> [EXTRACTO PARA LEER]

━━━

# Filtro de audio para aplausos



## vtedescoe (Ago 14, 2007)

Tengo un problema con un encendido por aplausos.
No logro hacer que se filtre solo el sonido de palmas, me toma golpes de madera y metal pero no aplausos.
Alguien tiene algún filtro pasivo con componentes regulares que logre lo que necesito?
Se los voy a agradecer mucho.


----------



## Ivan (Sep 4, 2007)

trata de ver a que frecuencia trabaja el sonido que quieras usar, y separalo con un filtro pasa banda, suena complicado, pero para eso esta filterlab.


----------



## tiopepe123 (Sep 4, 2007)

Es un problema  si debe distinquir  entre un golpe y un aplauso, estos circuitos se basan en la deteccion de un cambio brusco de nivel y por eso son muy sencillos.

Un aplauso es un sonido de ruido blanco formado por muuucha frecuencias.

Bajate un programa que se llama cooledit o cualquier otro que puedas ver la FFT.
Lo grabas en el PC y analizas la diferencias temporales y frecuenciales para ver por donde atacar el problema.


----------



## vtedescoe (Sep 4, 2007)

Ante todo muchas gracias por las respuestas.
Mi problema no es el analisis de la señal, sino el armado del circuito para filtrarlo.
Conocen algun tipo de filtro regulable, o algun circuito al cual cambiandole los componentes funcione como filtro a la frecuencia que yo quiero?
Denuevo muchas gracias.


----------



## Fogonazo (Sep 4, 2007)

Fijate en el circuito de este otro hilo

https://www.forosdeelectronica.com/f11/circuito-encendido-mediante-aplausos-9217/


----------

━━━

> [TAREA PLANTEADA 1] ¿Qué clase de sonido es un aplauso, según el hilo sobre el filtro de aplausos?

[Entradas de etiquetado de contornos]

━━━

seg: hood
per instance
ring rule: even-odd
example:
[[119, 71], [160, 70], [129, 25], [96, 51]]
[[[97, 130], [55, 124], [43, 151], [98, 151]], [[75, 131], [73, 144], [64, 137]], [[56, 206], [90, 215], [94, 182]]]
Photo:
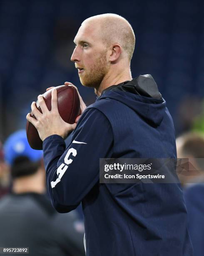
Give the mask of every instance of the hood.
[[121, 102], [157, 126], [163, 120], [166, 102], [150, 74], [140, 75], [132, 81], [110, 86], [102, 92], [97, 100], [107, 98]]

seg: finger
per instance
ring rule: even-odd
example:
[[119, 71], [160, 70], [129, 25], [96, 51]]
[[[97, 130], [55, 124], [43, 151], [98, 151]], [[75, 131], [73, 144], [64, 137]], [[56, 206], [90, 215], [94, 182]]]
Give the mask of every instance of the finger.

━━━

> [TAREA PLANTEADA 2] ¿Puedes convertir estas filas en una lista JSON de cadenas, una por línea y sin las líneas en blanco? Empieza en la línea de las filas que contiene "seg: finger" y sigue hasta el final de las filas.

> [RESULTADO OBTENIDO 1] Un sonido de ruido blanco formado por muchas frecuencias.

> [RESULTADO OBTENIDO 2]
[
  "seg: finger",
  "per instance",
  "ring rule: even-odd",
  "example:",
  "[[119, 71], [160, 70], [129, 25], [96, 51]]",
  "[[[97, 130], [55, 124], [43, 151], [98, 151]], [[75, 131], [73, 144], [64, 137]], [[56, 206], [90, 215], [94, 182]]]",
  "Give the mask of every instance of the finger."
]